▸ REQUIREMENT A
From the blog post below on community and food, list every kind of food it says you might eat and thereby already be "shaking natures hand."
▸ REQUIREMENT B
Print the part of the blog post on community and food that starts at "Since this is" and ends at "term in a bit.".

▸ SOURCE PASSAGE
----

Hello Roots Radicals Community!
Since this is the 6th post of our newly born blog, I wanted to thank the team and you -the guest reader- to be part of this space of discussion and creation. A community is strong as the ideas keep on flowing and nurturing others as we go along. I would also like to encourage you to take part in the other ‘spaces’ of this online community such as the Group for Circular Cooking at Home, lead by our dear Monica Kisic. The lockdown may have stopped us from physically gathering, but we can still come digitally-together and create value in this new Foodscapes -I will talk about this term in a bit.
In our last blog post, we had a gorgeous encounter with a new dynamic for everyday spaces of food consumption. By empowering urban eaters to make decisions in how and what to consume as food, we’re shifting from the anonymous structure of a chain-supermarket into a collaborative SuperCoop. Solidarity and cooperation are now economical values that are changing the classical capitalistic approach to do food-business. Although to be able to think as a community is not an easy path. Because, we begin to question our individualistic scale of values and needs, to include others -humans and, most important, nature. That is when it gets challenging! To collaborate with other humans (who have a physical presence and voice) it’s easier than when we wish to collaborate with nature: how does this exchange look like? and where does it take place? Well … if you eat any sort of legumes, grains or fruit, you are already “shaking natures hand”.
By establishing a horizontal dialogue with nature, the synergy between community and ecology can lead to economical and social development. This idea is core to the indigenous cosmovision of growth, portray in the South American Quechua concept Sumak Kawsay (Buen Vivir in Spanish). Further from a “lifestyle” and closer to conscious existence, Buen Vivir or Good Living, explains that “humans are never owners of the earth and its resources, only stewards.” Which means that we are here to take care of it, considering rights and duties from both humans and nature -a sort of companionship as we live together.

----

▸ RAW DATA

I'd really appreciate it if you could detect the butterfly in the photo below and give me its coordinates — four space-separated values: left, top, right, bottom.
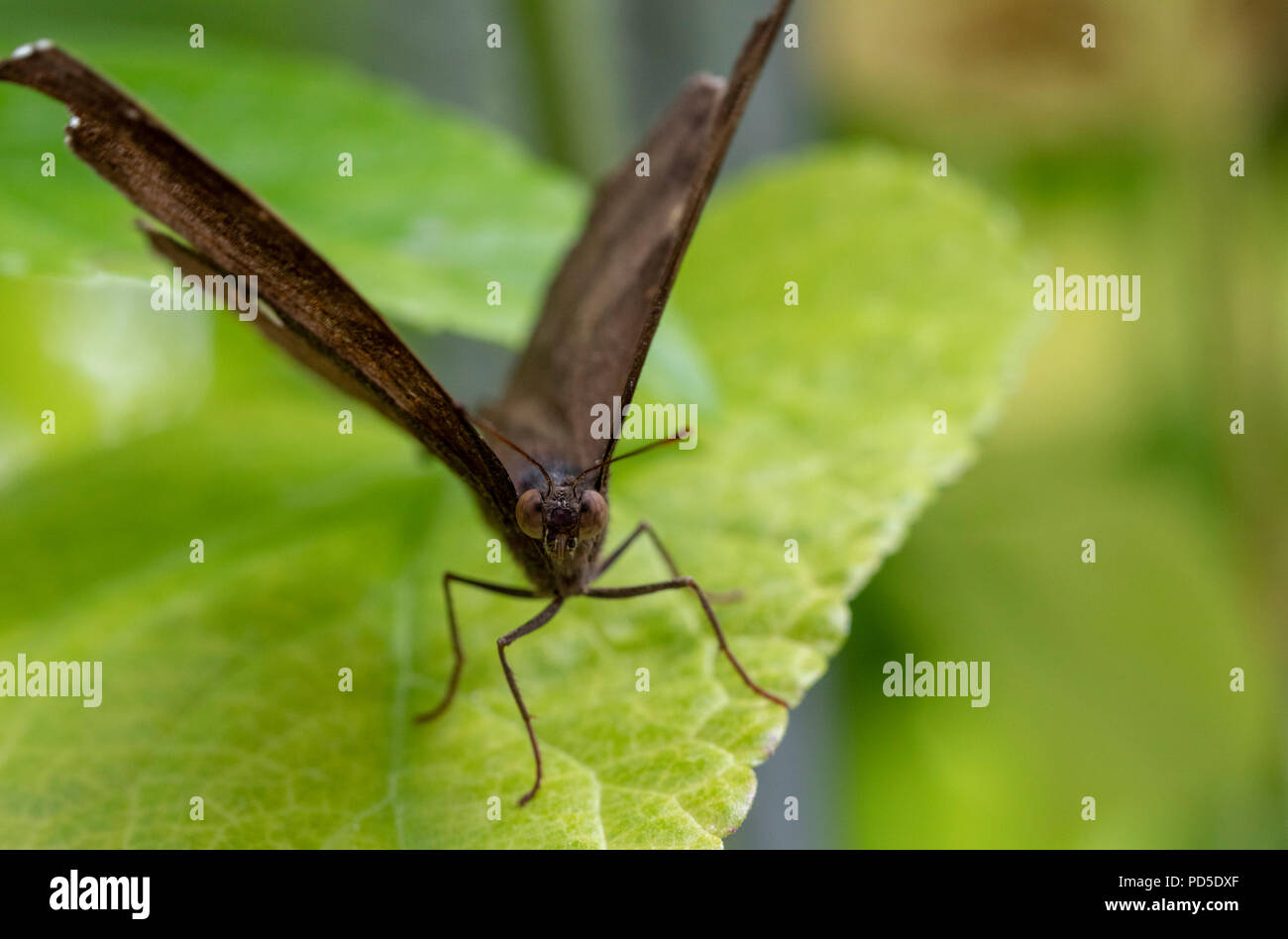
0 0 791 805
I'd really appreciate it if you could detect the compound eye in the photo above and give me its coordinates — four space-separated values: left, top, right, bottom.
581 489 608 539
514 489 545 539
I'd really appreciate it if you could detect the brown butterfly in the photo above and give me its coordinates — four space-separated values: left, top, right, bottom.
0 0 791 805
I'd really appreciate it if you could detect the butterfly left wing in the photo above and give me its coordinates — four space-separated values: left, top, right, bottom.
0 43 553 587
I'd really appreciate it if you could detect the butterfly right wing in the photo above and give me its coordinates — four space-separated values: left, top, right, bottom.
0 43 551 587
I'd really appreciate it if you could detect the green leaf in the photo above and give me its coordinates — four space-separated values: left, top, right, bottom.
0 48 1033 848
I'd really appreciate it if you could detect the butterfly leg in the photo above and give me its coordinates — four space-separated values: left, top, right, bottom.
416 574 536 724
590 522 742 603
587 577 791 707
496 596 563 806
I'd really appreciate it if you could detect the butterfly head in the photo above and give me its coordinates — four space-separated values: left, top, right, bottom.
514 479 608 561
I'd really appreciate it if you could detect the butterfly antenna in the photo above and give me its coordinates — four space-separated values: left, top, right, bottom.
469 415 555 493
572 430 690 485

----

▸ REPLY A
- legumes
- grains
- fruit

▸ REPLY B
Since this is the 6th post of our newly born blog, I wanted to thank the team and you -the guest reader- to be part of this space of discussion and creation. A community is strong as the ideas keep on flowing and nurturing others as we go along. I would also like to encourage you to take part in the other ‘spaces’ of this online community such as the Group for Circular Cooking at Home, lead by our dear Monica Kisic. The lockdown may have stopped us from physically gathering, but we can still come digitally-together and create value in this new Foodscapes -I will talk about this term in a bit.